[Goal 1] From the source rows, extract every line starting at the one that contains "Reviewer note: every instance of the road" and ending at the last row, both included, and repeat those lines exactly.

[Document section]
• • • •
Shakespeare’s sonnet sequence of 154 verses, if read as a whole, reveal a kind of narrative thread. If you follow that thread, number 17 marks the end of the first part. The poet is just about fed up with trying to convince the beautiful Young Man to preserve his beauty by producing a beautiful child, and instead for the first time suggests that maybe the poet’s own poetic Art might be the only thing to overcome the power of death.
The suggestion is hesitant at first, for the Poet seems to disparage the veracity of his poetic art–‘The Poet lies’. But by the end of this sonnet he seems more certain of Art’s power: ‘You should live twice; in it and in my rhyme.’
There’s some truly beautiful language in this sonnet, and I always find it a challenge to read aloud.
17
Who will believe my verse in time to come,
If it were fill’d with your most high deserts?
Though yet, heaven knows, it is but as a tomb
Which hides your life and shows not half your parts.
If I could write the beauty of your eyes
And in fresh numbers number all your graces,
The age to come would say ‘This poet lies:
Such heavenly touches ne’er touch’d earthly faces.’
So should my papers yellow’d with their age
Be scorn’d like old men of less truth than tongue,
And your true rights be term’d a poet’s rage
And stretched metre of an antique song:
But were some child of yours alive that time,
You should live twice; in it and in my rhyme.
• • • •
[Source records]
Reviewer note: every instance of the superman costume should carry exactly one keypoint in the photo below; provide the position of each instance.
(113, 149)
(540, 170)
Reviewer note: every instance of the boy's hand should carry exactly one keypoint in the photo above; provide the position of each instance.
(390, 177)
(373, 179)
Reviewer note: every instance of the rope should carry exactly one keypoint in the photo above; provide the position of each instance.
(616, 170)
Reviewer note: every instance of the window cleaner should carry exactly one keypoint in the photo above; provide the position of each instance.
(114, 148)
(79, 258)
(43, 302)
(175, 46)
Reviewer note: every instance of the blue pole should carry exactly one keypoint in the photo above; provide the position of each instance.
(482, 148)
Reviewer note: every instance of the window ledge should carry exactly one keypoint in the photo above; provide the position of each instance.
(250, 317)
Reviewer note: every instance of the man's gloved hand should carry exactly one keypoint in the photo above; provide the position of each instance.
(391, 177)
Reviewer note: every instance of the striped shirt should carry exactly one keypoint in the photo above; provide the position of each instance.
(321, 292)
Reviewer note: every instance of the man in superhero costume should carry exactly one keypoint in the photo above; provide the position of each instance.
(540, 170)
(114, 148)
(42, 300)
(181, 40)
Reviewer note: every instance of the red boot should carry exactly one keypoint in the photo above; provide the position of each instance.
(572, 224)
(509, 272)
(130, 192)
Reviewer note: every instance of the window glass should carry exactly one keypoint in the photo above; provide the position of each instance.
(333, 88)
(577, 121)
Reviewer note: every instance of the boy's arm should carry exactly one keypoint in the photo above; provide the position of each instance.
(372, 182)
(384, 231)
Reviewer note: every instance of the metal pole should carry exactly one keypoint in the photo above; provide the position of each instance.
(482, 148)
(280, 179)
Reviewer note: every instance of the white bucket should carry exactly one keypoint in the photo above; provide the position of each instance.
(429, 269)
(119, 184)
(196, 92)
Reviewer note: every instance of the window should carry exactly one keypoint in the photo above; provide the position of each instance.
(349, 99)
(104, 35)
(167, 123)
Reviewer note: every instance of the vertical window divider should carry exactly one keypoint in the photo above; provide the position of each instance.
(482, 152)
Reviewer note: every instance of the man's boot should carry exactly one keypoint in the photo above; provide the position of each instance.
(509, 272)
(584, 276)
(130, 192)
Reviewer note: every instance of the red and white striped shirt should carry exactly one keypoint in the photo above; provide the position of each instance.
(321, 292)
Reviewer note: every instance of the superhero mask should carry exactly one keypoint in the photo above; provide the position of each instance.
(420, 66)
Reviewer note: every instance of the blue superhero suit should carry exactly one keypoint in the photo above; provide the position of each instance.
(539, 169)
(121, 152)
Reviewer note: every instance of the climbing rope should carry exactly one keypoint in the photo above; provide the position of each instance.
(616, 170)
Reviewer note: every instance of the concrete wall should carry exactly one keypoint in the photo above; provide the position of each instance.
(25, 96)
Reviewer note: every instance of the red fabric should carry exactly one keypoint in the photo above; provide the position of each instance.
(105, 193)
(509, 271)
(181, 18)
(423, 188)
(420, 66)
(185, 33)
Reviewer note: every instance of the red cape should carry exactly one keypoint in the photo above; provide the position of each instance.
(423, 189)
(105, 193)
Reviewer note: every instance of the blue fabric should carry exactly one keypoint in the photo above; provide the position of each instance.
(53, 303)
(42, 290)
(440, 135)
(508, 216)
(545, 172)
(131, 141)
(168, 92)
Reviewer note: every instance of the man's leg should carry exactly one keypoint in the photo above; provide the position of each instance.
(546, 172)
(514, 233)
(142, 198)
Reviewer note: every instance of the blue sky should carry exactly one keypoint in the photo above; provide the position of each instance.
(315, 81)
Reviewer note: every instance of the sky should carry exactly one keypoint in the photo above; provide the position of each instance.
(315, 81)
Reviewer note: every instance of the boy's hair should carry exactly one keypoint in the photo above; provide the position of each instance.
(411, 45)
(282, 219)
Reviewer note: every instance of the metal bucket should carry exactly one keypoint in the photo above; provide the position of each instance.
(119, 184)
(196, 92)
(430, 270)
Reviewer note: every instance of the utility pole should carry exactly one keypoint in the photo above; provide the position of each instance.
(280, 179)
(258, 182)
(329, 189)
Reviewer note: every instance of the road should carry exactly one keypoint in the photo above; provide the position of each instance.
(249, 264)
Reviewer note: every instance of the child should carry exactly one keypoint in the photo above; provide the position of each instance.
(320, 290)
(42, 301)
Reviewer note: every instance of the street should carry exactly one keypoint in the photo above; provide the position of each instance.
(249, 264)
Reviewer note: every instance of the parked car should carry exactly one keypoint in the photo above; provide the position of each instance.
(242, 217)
• • • •
[Goal 2] Can you restate the paragraph of the sonnet commentary that begins "Shakespeare's sonnet sequence of 154 verses" more briefly, keeping its main facts?

[Output 1]
Reviewer note: every instance of the road should carry exactly one keypoint in the photo above; provide the position of each instance.
(249, 264)
Reviewer note: every instance of the child should carry exactly one keypoint in the photo above; provide the position of each instance.
(320, 290)
(42, 301)
Reviewer note: every instance of the street should carry exactly one keypoint in the photo above; provide the position of each instance.
(249, 264)
Reviewer note: every instance of the parked car should carry exactly one keypoint in the photo above; provide the position of each instance.
(242, 217)

[Output 2] Read as a whole, Shakespeare's 154 sonnets show a narrative thread, and number 17 ends its first part. There the poet, nearly fed up with urging the beautiful Young Man to preserve his beauty by having a beautiful child, suggests for the first time that his own poetic Art may be the only thing able to overcome death.